Extracted data >>
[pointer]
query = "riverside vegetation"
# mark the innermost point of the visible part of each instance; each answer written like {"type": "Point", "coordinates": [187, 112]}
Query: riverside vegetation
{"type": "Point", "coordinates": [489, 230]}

What the task requires >>
Write out each line exactly, beginning at the one with "# mark the innermost" and ending at the final line of the records above, with nothing added.

Exercise response >>
# mark the innermost point of the visible part of each instance; each answer written like {"type": "Point", "coordinates": [187, 112]}
Query: riverside vegetation
{"type": "Point", "coordinates": [489, 230]}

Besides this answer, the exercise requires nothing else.